[Listed records]
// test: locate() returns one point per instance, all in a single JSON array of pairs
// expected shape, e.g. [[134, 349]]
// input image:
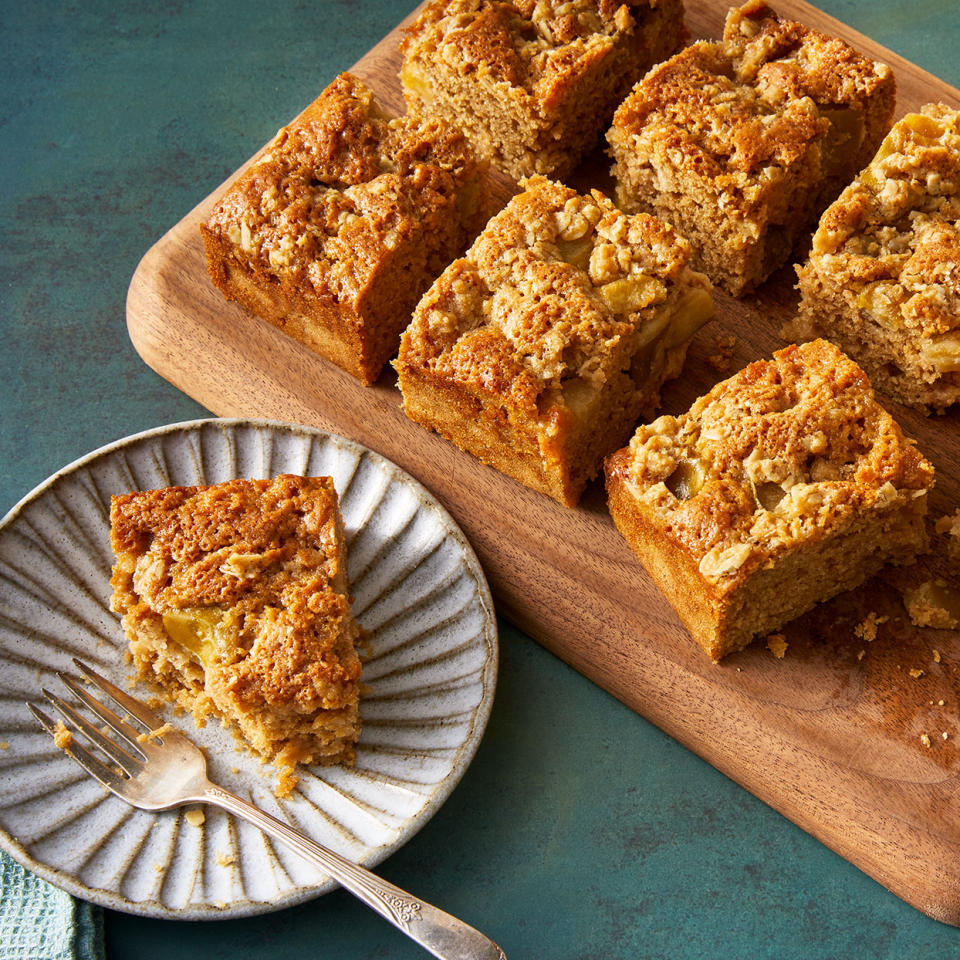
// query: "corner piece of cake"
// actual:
[[540, 349], [337, 228], [783, 486], [533, 83], [883, 276], [741, 143], [235, 602]]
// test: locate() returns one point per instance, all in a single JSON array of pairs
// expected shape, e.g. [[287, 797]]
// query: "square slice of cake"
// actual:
[[343, 221], [783, 486], [540, 349], [740, 144], [883, 276], [534, 84], [235, 602]]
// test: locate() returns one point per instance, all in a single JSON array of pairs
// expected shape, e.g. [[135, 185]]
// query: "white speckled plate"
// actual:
[[418, 590]]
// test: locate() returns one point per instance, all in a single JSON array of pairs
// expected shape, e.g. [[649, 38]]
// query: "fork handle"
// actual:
[[444, 936]]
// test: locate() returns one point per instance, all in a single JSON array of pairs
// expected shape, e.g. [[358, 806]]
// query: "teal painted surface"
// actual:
[[580, 831]]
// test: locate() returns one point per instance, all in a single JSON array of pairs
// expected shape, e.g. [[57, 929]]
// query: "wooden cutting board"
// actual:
[[833, 735]]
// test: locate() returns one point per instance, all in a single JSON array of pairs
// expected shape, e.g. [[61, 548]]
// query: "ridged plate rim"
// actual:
[[464, 751]]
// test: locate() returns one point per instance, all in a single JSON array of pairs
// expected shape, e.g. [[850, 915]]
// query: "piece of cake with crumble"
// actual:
[[883, 276], [742, 143], [781, 487], [540, 349], [235, 603]]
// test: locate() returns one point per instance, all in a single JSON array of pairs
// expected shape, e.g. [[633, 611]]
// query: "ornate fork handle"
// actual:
[[443, 935]]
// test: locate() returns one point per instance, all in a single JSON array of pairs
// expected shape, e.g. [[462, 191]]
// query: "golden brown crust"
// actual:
[[533, 83], [791, 457], [564, 314], [250, 577], [343, 221], [741, 143], [883, 276]]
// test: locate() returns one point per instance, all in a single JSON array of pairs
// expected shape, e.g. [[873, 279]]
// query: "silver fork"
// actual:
[[159, 772]]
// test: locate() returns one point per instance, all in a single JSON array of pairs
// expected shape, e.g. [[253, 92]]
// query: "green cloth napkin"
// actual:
[[40, 922]]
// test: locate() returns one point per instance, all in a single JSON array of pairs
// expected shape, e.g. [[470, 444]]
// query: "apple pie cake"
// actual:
[[781, 487], [337, 228], [742, 143], [234, 602], [883, 277], [540, 349], [533, 83]]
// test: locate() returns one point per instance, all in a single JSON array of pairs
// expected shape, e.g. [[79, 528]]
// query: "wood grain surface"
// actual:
[[833, 735]]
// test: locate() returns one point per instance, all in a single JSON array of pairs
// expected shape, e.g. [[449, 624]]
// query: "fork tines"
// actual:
[[127, 755]]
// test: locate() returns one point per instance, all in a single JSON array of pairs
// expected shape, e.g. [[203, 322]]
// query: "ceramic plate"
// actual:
[[418, 589]]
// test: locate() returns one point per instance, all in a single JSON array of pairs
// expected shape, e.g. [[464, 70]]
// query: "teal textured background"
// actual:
[[580, 831]]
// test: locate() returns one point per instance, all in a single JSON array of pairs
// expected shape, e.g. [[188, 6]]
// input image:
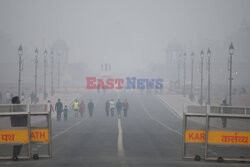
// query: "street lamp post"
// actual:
[[208, 69], [179, 71], [20, 53], [201, 71], [231, 52], [184, 75], [36, 63], [45, 66], [52, 73], [58, 71], [192, 77]]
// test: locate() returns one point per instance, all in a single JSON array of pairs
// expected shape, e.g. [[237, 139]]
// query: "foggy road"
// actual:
[[149, 136]]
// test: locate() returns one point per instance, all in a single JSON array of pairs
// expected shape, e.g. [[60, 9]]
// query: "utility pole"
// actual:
[[231, 52], [201, 71], [184, 75], [192, 76], [52, 77], [36, 63], [45, 67], [208, 69], [20, 53], [179, 71], [58, 71]]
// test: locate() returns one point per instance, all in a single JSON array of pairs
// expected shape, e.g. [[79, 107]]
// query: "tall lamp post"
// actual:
[[58, 71], [20, 53], [184, 75], [208, 69], [201, 71], [231, 52], [36, 63], [52, 73], [179, 71], [45, 67], [192, 77]]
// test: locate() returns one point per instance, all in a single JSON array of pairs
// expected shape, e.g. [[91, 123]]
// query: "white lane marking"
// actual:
[[173, 112], [120, 147], [158, 121], [120, 140], [171, 109], [66, 130]]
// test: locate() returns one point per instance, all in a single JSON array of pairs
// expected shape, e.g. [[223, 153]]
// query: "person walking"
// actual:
[[107, 107], [112, 107], [125, 107], [17, 121], [82, 108], [22, 98], [65, 113], [50, 106], [1, 97], [224, 119], [118, 107], [8, 97], [90, 108], [59, 109], [76, 108]]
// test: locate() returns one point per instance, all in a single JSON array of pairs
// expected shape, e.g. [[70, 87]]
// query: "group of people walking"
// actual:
[[111, 105], [81, 108], [76, 107]]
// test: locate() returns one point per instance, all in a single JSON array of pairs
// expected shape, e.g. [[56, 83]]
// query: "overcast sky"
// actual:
[[133, 32]]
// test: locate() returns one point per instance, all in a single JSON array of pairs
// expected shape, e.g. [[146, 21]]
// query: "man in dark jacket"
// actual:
[[59, 109], [90, 108], [118, 107], [107, 107]]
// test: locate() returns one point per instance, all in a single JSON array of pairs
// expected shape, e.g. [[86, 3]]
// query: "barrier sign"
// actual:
[[217, 137], [21, 136]]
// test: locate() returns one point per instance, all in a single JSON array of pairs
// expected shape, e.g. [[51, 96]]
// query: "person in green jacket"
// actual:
[[65, 113]]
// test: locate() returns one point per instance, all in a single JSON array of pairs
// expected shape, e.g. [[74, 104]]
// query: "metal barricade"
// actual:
[[194, 125], [225, 136], [22, 129]]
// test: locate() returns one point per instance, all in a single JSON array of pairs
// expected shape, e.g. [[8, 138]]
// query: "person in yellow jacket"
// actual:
[[76, 108]]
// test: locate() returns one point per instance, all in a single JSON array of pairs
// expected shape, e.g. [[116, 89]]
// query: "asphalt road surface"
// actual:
[[149, 137]]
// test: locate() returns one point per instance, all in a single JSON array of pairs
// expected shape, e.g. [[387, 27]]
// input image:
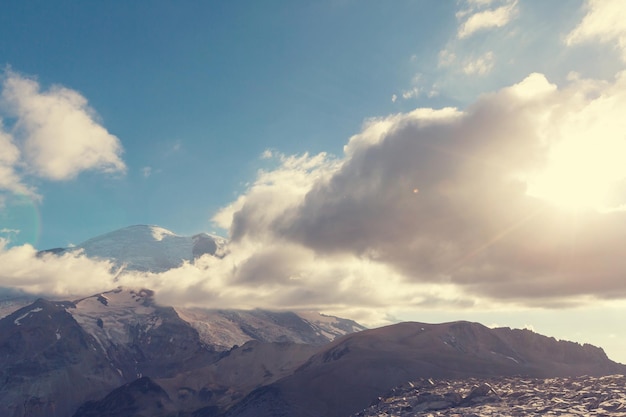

[What this task involves] Pick out each line in the listing above that contains the string "surface", treating uppercase and lowercase as different.

[Correct output]
// query: "teal painted surface"
// query: "wood grain surface"
// query: "asphalt road surface"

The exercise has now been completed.